Brief =>
After locating the line with "Return the mask of every instance of the curly", reproduce that line and every one following it exactly, up to the end of the entries.

Segmentation mask data
**********

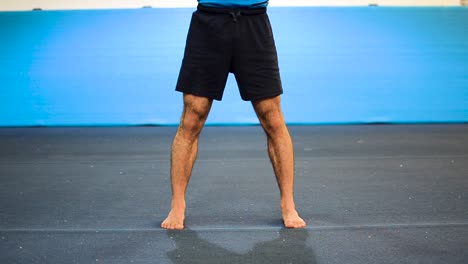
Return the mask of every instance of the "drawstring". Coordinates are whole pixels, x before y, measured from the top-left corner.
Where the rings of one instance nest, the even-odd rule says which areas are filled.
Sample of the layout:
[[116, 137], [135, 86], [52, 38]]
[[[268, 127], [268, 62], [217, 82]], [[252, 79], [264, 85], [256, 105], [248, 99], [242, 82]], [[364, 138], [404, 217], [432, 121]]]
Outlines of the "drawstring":
[[237, 23], [239, 17], [241, 16], [253, 16], [266, 13], [266, 7], [262, 8], [218, 8], [218, 7], [208, 7], [201, 4], [198, 4], [197, 9], [212, 14], [229, 14], [232, 17], [234, 23]]
[[241, 12], [237, 10], [236, 12], [229, 12], [229, 14], [232, 16], [232, 20], [234, 20], [234, 23], [237, 23], [237, 18], [241, 16]]

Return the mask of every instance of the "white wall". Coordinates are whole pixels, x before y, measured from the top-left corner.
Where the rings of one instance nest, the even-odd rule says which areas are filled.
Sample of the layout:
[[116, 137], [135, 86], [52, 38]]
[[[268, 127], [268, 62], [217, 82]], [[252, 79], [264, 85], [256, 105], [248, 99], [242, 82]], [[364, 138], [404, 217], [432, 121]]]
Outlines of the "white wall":
[[[194, 7], [196, 0], [0, 0], [0, 10]], [[270, 0], [270, 6], [457, 6], [460, 0]]]

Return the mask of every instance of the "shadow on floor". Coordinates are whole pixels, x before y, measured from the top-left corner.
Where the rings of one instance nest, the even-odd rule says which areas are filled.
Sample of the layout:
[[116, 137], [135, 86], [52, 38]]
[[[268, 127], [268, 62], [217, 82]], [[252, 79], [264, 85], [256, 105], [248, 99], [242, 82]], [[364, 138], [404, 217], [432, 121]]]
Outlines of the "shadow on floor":
[[249, 252], [239, 254], [201, 239], [193, 230], [168, 230], [176, 249], [167, 253], [174, 264], [185, 263], [317, 263], [312, 248], [307, 247], [306, 229], [282, 229], [280, 237], [257, 243]]

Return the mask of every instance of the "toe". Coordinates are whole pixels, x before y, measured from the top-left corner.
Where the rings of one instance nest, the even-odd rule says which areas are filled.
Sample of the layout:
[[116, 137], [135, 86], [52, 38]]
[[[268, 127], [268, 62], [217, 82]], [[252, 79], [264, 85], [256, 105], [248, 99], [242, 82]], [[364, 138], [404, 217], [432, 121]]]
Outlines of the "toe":
[[296, 220], [296, 221], [287, 221], [284, 223], [286, 228], [302, 228], [305, 227], [306, 224], [304, 221]]
[[302, 227], [305, 227], [306, 224], [304, 221], [297, 221], [296, 224], [295, 224], [296, 228], [302, 228]]
[[296, 224], [296, 228], [303, 228], [305, 227], [305, 225], [303, 223], [297, 223]]

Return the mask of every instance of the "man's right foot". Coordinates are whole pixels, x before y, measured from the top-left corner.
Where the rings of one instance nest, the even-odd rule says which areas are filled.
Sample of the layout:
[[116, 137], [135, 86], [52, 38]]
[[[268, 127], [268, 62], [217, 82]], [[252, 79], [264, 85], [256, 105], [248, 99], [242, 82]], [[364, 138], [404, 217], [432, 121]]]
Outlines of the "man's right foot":
[[185, 207], [173, 207], [167, 218], [162, 222], [164, 229], [184, 229]]

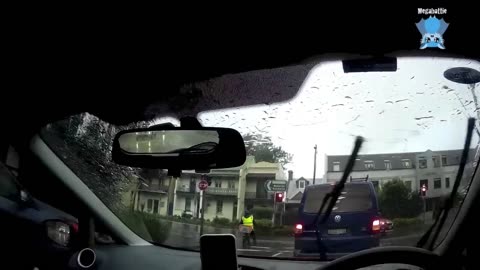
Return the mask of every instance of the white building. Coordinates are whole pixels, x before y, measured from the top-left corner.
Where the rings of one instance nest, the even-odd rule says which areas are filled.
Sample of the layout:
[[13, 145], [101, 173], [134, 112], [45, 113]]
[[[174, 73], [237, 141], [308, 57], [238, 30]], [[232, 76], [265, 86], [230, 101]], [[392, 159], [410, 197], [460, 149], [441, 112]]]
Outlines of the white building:
[[[427, 187], [427, 208], [436, 199], [452, 190], [460, 164], [462, 150], [445, 150], [409, 153], [387, 153], [359, 155], [350, 174], [352, 178], [368, 176], [376, 187], [398, 178], [412, 191]], [[470, 153], [473, 158], [474, 151]], [[327, 182], [340, 180], [349, 156], [325, 156], [325, 176]], [[469, 164], [471, 167], [471, 164]]]
[[[239, 220], [245, 207], [271, 206], [273, 193], [265, 190], [268, 180], [285, 180], [283, 169], [278, 163], [255, 162], [248, 156], [245, 164], [235, 168], [211, 170], [207, 174], [211, 185], [204, 192], [204, 218], [215, 217]], [[183, 172], [177, 180], [174, 215], [184, 212], [200, 217], [200, 192], [198, 182], [201, 174]]]

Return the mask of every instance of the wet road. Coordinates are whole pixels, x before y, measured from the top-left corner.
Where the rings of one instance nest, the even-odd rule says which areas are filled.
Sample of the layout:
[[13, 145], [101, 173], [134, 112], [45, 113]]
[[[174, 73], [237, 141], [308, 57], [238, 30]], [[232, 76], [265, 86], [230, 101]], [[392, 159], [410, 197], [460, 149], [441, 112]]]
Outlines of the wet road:
[[[414, 246], [421, 235], [409, 235], [400, 237], [384, 237], [380, 240], [380, 246]], [[291, 239], [258, 239], [257, 245], [250, 246], [249, 249], [241, 248], [241, 243], [237, 243], [237, 254], [243, 256], [261, 256], [261, 257], [292, 257], [294, 249], [294, 240]]]
[[[242, 248], [242, 237], [233, 229], [222, 229], [205, 226], [205, 234], [233, 234], [237, 237], [237, 254], [243, 256], [261, 257], [292, 257], [294, 250], [293, 237], [265, 238], [257, 235], [257, 244], [248, 249]], [[181, 246], [189, 249], [199, 250], [200, 240], [199, 228], [196, 225], [172, 222], [169, 236], [164, 242], [169, 246]], [[380, 246], [414, 246], [420, 234], [407, 236], [384, 236], [380, 239]]]

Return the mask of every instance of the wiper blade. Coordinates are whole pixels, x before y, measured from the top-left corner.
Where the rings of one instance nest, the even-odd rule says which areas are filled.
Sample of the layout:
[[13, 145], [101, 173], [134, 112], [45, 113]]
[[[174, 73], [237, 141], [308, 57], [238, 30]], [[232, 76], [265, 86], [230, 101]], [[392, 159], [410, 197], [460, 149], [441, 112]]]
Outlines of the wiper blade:
[[462, 158], [460, 159], [460, 165], [458, 167], [457, 176], [455, 177], [455, 183], [453, 183], [452, 192], [450, 193], [450, 196], [445, 200], [445, 204], [443, 205], [443, 208], [440, 214], [437, 216], [432, 226], [430, 226], [430, 228], [425, 232], [422, 238], [420, 238], [420, 240], [418, 241], [417, 247], [423, 247], [427, 243], [428, 239], [430, 238], [430, 235], [433, 232], [433, 229], [437, 227], [437, 223], [438, 223], [437, 230], [435, 231], [435, 234], [433, 235], [430, 241], [430, 245], [428, 249], [432, 250], [433, 246], [435, 245], [435, 240], [440, 234], [440, 230], [442, 229], [443, 224], [445, 224], [445, 220], [447, 219], [447, 216], [448, 216], [448, 211], [453, 206], [455, 196], [457, 195], [458, 187], [460, 186], [460, 182], [463, 177], [463, 172], [465, 171], [465, 166], [467, 164], [468, 152], [470, 150], [470, 144], [472, 142], [472, 135], [473, 135], [474, 128], [475, 128], [475, 118], [469, 118], [468, 126], [467, 126], [467, 137], [465, 138], [465, 144], [463, 146], [463, 151], [462, 151]]
[[[364, 142], [363, 137], [358, 136], [355, 139], [355, 145], [353, 147], [352, 154], [348, 159], [347, 166], [345, 167], [345, 171], [343, 172], [342, 178], [337, 184], [335, 184], [335, 186], [333, 186], [332, 191], [330, 191], [325, 195], [325, 197], [323, 198], [322, 204], [318, 209], [317, 215], [313, 220], [313, 226], [315, 227], [315, 235], [317, 237], [317, 244], [318, 244], [321, 260], [326, 260], [326, 256], [322, 246], [322, 242], [320, 241], [320, 234], [318, 233], [318, 225], [325, 223], [328, 217], [330, 216], [330, 214], [332, 213], [332, 209], [335, 206], [338, 200], [338, 197], [340, 197], [340, 194], [342, 193], [343, 188], [345, 187], [345, 182], [347, 182], [347, 178], [353, 170], [353, 165], [355, 165], [355, 160], [358, 156], [358, 152], [360, 151], [360, 148], [362, 147], [363, 142]], [[320, 215], [323, 212], [323, 208], [325, 208], [325, 205], [327, 204], [327, 202], [328, 202], [328, 207], [325, 211], [325, 215], [322, 217], [322, 220], [320, 221], [320, 223], [317, 223], [318, 219], [320, 218]]]

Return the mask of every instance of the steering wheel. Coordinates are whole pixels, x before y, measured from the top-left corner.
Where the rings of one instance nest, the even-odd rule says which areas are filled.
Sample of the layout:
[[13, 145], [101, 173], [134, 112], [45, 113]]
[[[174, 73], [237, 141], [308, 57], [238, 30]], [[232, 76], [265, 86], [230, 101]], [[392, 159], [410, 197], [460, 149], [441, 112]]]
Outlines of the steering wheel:
[[431, 251], [416, 247], [379, 247], [355, 252], [320, 267], [322, 270], [358, 269], [378, 264], [401, 263], [422, 269], [449, 269], [448, 262]]

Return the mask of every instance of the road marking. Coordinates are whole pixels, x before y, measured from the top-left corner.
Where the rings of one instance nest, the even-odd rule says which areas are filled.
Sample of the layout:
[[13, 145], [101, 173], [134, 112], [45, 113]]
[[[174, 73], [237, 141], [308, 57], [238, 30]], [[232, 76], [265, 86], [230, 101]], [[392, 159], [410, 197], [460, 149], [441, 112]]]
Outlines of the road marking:
[[276, 254], [273, 254], [272, 257], [277, 257], [278, 255], [282, 254], [283, 252], [278, 252]]
[[251, 246], [253, 248], [264, 248], [264, 249], [271, 249], [270, 247], [260, 247], [260, 246]]
[[237, 248], [237, 251], [257, 251], [257, 252], [265, 252], [265, 250], [261, 250], [261, 249], [249, 249], [249, 248]]

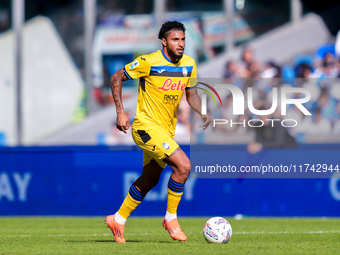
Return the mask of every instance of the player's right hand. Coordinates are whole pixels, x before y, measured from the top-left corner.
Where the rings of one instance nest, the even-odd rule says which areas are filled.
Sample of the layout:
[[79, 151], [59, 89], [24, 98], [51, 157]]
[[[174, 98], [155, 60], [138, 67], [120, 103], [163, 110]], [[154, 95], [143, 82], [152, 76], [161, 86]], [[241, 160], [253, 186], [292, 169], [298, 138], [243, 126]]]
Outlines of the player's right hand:
[[125, 112], [117, 113], [117, 128], [118, 130], [127, 133], [126, 131], [130, 128], [129, 118], [126, 116]]

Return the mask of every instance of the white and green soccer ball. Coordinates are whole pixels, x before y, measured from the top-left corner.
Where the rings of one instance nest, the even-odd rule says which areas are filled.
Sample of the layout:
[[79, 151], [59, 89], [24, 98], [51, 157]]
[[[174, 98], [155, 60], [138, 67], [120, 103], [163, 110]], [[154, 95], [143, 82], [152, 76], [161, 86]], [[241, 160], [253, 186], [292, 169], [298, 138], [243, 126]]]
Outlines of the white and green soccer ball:
[[222, 217], [210, 218], [203, 227], [203, 236], [208, 243], [226, 243], [232, 235], [230, 223]]

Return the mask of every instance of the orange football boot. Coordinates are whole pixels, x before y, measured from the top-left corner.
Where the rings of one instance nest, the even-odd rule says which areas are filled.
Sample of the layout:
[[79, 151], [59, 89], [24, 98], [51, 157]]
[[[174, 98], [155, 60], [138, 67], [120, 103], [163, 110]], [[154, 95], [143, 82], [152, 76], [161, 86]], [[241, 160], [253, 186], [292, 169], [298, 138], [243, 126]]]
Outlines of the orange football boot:
[[119, 225], [115, 221], [115, 215], [107, 216], [105, 219], [105, 223], [107, 224], [107, 227], [111, 229], [117, 243], [126, 243], [125, 238], [123, 237], [125, 224]]
[[168, 230], [172, 239], [178, 241], [186, 241], [188, 239], [183, 233], [177, 219], [173, 219], [171, 221], [165, 221], [165, 219], [163, 219], [162, 224], [165, 230]]

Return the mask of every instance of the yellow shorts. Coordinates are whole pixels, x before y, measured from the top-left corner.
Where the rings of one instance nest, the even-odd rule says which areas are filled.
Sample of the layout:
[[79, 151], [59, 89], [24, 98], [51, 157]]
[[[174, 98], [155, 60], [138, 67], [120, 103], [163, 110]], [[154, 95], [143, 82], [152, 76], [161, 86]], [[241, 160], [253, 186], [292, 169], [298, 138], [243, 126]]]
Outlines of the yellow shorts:
[[143, 149], [143, 167], [154, 159], [158, 165], [165, 168], [166, 163], [163, 159], [170, 156], [179, 147], [173, 139], [174, 137], [161, 128], [132, 129], [132, 138]]

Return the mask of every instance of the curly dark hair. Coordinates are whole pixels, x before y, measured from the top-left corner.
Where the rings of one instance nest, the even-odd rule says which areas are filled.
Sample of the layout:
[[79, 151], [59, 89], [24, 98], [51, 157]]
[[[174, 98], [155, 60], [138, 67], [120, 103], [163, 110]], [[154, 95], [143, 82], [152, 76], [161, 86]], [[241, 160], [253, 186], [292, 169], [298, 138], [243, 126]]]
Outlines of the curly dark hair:
[[170, 30], [180, 30], [185, 32], [185, 26], [178, 21], [167, 21], [165, 22], [158, 33], [158, 39], [165, 38], [165, 34]]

**********

Answer space =>
Return the mask of every instance of the curly dark hair. Coordinates are whole pixels, x before y, measured from the top-left corner.
Where the rings of one instance nest, the even-odd rule says which areas are filled.
Sample of the layout:
[[79, 151], [59, 89], [24, 98], [51, 157]]
[[[174, 98], [155, 60], [138, 67], [120, 103], [163, 110]], [[154, 95], [143, 82], [152, 76], [161, 86]], [[241, 160], [253, 186], [292, 169], [298, 138], [243, 126]]]
Outlines of the curly dark hair:
[[170, 30], [180, 30], [185, 32], [185, 26], [178, 21], [167, 21], [165, 22], [158, 33], [158, 39], [165, 38], [165, 34]]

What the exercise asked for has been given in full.